— begin Excerpted text —
We sipped Sprite from straws.

'So, what do you do here?'

'What?'

I had to shout.

'What do you do? Your job?'

'Oh, I'm a teacher, I teach German. I'm from Germany.'

My heart danced.

'Cool! I'm a teacher too!'

'I know.'

'You know? How?'

'I just know. You guys are all teachers.'

True enough. But even as I decided to try to believe her, there was something in me, or perhaps something in her, that made trust slippery and fleeting. Or maybe it was just Patrick. He saw us, came over to our table, leaned into me, and whispered.

'If you wanna fuck her, remember to wear a condom, man.'

And I was angry at him, protective of this strange girl, stranger to me not half an hour ago, defender of her chastity and honesty.

'Fuck off, man!'

He left us with a nudge and a leer.

'So, uh, where do you teach?'

She faltered.

'How long have you been teaching?'

She sipped her Sprite and stared at the table. I felt mean.

'I'm not German. In fact, I'm Romanian. I work here. And I'm sorry I lied to you. My name's Grigoria.'

Ridiculously, she put her hand out and we shook.

'I'm still Ross.'

She stared at the table. I felt mean again.

Look, just... tell me your story. I don't care if you work here or not, tell me about yourself. Let's just sit here and talk. I like you.'

She shrugged. Whatever. Then smiled.

'You may be amused by this, but I'm from the mountains near where Count Dracula was said to live. The people are poor in these mountains, and have big families. My elder brother died in an accident. I was now the eldest. I couldn't make much money for my family in Romania. I met a boy, a boy who was nice to me for some short time, and he asked me to come to China with him. He said I could support my family with the money I make there. And like I fool I follow him.'

She took two cigarettes from a packet, lit one, gave it to me then lit another for herself.

'So,' and she blew out a sad wreath of yellow-white smoke, 'we went to Chongqing, and he left me there. In a whorehouse. It would not be true if I said he tricked me. I knew what was happening, but I didn't stop it. You know, by this time I didn't care anymore. At least not about me. After one year in Chongqing my new pimp said I should go to Harbin. The money there is good and the men like eastern European girls. Which is true.'

She took a long puff of her cigarette. After this story, I expected her to be swigging back vodka or something and it seemed strange when she sipped her Sprite.
— end Excerpted text —
— begin Data listing —
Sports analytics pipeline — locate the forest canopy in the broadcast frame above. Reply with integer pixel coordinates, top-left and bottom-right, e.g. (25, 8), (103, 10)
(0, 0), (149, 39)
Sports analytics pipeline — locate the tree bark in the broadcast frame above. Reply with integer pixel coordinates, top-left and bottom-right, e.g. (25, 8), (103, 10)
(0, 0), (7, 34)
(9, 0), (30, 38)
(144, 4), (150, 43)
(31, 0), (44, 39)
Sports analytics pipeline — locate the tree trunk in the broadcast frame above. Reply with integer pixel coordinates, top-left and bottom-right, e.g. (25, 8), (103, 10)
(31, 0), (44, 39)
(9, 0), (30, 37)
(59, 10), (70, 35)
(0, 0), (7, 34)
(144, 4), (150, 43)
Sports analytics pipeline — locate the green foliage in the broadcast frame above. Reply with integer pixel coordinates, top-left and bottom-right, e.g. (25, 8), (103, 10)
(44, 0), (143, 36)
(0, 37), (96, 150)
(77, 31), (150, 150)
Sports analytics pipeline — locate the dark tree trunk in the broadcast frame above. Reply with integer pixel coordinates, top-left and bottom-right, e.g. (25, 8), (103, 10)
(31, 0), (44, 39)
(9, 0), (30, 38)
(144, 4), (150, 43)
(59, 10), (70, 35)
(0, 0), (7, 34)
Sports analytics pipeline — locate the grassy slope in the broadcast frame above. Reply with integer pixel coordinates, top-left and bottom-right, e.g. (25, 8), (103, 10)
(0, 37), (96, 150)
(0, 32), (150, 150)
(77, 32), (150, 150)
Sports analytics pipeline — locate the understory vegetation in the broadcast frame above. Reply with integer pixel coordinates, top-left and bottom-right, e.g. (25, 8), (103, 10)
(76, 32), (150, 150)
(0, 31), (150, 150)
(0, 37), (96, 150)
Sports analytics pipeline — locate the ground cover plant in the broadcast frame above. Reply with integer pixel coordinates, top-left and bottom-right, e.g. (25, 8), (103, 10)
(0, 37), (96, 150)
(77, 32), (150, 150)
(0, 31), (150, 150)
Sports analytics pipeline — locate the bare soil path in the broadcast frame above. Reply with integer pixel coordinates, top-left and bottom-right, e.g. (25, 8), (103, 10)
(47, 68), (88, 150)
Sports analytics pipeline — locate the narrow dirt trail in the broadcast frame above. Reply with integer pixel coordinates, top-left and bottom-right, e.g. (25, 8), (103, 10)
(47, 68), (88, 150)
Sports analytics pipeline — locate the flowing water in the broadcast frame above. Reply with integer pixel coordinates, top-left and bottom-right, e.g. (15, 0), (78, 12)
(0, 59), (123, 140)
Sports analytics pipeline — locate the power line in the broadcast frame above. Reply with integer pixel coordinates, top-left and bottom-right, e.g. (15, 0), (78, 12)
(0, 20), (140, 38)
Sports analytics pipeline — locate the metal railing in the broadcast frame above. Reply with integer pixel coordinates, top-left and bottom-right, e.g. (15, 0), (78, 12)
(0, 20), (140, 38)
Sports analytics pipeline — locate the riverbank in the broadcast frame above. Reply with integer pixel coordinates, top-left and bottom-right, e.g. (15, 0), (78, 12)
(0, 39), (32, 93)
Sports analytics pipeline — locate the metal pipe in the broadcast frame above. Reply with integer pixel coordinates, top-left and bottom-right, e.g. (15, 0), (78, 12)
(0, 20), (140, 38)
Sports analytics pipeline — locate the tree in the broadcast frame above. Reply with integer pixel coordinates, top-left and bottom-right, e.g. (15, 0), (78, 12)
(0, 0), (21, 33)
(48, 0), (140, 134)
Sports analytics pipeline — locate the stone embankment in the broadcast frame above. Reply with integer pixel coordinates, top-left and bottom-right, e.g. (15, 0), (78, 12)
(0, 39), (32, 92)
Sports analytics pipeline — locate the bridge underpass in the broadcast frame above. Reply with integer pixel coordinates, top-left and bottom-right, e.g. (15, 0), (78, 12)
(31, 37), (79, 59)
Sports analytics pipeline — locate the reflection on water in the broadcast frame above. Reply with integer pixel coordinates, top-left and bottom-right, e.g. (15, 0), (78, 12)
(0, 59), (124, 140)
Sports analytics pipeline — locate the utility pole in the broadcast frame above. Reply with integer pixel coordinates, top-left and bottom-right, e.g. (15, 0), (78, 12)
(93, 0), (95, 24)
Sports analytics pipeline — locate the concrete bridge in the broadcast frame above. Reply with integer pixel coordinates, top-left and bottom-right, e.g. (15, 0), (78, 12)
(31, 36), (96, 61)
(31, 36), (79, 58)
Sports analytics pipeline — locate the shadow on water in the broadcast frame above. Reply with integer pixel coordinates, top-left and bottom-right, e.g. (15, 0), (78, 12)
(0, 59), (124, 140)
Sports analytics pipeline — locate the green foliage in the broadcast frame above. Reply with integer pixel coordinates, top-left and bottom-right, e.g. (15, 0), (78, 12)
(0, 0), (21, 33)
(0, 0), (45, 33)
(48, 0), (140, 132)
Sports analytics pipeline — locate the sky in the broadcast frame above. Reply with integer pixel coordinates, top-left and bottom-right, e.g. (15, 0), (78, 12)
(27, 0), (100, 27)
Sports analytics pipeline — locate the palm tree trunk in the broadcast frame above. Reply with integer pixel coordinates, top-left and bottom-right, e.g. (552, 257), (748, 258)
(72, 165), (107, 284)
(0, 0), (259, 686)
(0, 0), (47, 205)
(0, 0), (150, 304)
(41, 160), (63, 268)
— end Data listing —
— begin Data listing —
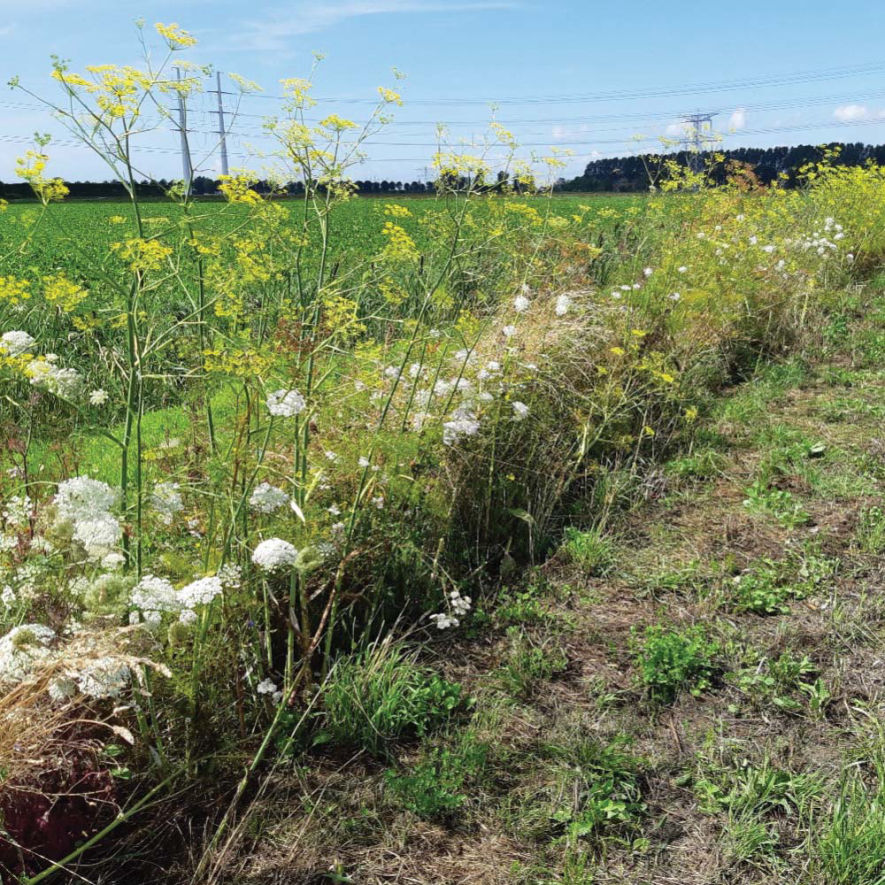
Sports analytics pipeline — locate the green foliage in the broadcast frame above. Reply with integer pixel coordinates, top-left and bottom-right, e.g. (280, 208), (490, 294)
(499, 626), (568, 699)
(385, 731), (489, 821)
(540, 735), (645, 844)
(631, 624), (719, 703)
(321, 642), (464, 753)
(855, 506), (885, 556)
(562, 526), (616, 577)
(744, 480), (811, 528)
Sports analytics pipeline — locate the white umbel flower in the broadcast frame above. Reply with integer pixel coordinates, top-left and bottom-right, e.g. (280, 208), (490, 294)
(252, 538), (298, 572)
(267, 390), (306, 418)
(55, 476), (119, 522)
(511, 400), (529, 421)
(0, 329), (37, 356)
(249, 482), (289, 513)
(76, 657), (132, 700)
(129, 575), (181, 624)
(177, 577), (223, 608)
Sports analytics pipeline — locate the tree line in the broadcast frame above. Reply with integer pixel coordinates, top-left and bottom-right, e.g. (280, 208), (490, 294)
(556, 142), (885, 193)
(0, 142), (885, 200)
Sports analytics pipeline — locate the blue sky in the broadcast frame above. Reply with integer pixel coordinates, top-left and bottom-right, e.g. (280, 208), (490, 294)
— end Data listing —
[Exercise objective]: Echo the passage from the bar story word for word, starting with "We sipped Sprite" and going on through "My heart danced.".

[Output of the exercise]:
We sipped Sprite from straws.

'So, what do you do here?'

'What?'

I had to shout.

'What do you do? Your job?'

'Oh, I'm a teacher, I teach German. I'm from Germany.'

My heart danced.